Exercise requirements ▸ How many lines in the material below contain the string "arched"? Matching is case-sensitive. Reply with the number alone.

++++++++++++++++++++

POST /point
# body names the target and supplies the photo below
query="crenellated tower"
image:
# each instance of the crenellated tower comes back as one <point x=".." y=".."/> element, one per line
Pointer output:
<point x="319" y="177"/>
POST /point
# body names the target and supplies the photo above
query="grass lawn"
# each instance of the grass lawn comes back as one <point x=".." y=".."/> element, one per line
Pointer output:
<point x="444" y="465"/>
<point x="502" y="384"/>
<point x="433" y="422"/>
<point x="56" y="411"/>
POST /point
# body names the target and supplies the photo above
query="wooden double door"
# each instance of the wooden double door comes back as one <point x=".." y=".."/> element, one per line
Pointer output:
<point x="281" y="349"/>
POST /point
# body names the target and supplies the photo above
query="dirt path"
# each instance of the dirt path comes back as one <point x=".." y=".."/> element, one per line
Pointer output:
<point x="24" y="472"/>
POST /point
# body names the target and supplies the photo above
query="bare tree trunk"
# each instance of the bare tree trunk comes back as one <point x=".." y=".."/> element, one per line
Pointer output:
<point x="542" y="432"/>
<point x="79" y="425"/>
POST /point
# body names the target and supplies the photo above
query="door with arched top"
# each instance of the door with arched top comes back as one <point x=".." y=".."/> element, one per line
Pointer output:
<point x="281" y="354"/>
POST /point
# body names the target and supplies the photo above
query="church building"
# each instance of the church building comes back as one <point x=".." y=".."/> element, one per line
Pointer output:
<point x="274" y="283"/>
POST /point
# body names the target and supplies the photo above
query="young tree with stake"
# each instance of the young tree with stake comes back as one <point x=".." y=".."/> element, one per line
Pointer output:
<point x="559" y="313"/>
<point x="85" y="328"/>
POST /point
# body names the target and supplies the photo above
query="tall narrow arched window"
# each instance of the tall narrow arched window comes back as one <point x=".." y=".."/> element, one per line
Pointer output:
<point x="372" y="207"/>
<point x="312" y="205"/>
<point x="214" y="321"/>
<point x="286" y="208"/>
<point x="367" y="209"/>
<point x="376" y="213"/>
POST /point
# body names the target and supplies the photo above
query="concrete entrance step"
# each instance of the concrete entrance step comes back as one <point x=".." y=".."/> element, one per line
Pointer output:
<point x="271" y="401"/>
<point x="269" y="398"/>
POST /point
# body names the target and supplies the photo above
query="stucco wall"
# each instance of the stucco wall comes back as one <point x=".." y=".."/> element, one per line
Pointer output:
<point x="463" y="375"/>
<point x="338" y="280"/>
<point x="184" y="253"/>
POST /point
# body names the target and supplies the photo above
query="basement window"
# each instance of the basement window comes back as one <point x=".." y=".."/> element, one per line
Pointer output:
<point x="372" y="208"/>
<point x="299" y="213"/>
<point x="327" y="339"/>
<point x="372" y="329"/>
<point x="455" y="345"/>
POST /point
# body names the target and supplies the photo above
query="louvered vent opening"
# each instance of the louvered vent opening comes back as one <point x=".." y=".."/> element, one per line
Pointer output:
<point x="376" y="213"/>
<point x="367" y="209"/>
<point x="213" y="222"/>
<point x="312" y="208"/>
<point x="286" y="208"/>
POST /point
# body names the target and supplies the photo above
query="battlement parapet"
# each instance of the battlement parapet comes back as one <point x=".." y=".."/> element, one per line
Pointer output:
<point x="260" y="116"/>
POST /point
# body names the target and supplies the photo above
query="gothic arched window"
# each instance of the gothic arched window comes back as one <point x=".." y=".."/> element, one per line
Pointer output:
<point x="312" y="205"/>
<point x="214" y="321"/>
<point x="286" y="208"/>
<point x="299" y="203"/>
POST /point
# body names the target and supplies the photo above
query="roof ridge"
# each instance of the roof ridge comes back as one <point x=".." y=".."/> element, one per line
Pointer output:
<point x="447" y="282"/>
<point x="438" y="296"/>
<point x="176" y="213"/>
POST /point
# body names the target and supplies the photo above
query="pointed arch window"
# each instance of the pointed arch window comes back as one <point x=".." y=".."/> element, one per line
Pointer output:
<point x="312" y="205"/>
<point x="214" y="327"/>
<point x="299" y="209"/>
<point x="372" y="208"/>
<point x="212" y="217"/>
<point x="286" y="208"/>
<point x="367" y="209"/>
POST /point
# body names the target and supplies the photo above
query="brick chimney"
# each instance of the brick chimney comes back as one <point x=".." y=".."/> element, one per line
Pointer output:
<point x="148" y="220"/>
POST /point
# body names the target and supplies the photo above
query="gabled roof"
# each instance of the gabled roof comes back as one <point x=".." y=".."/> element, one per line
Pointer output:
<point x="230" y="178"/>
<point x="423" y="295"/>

++++++++++++++++++++

Output of the task ▸ 6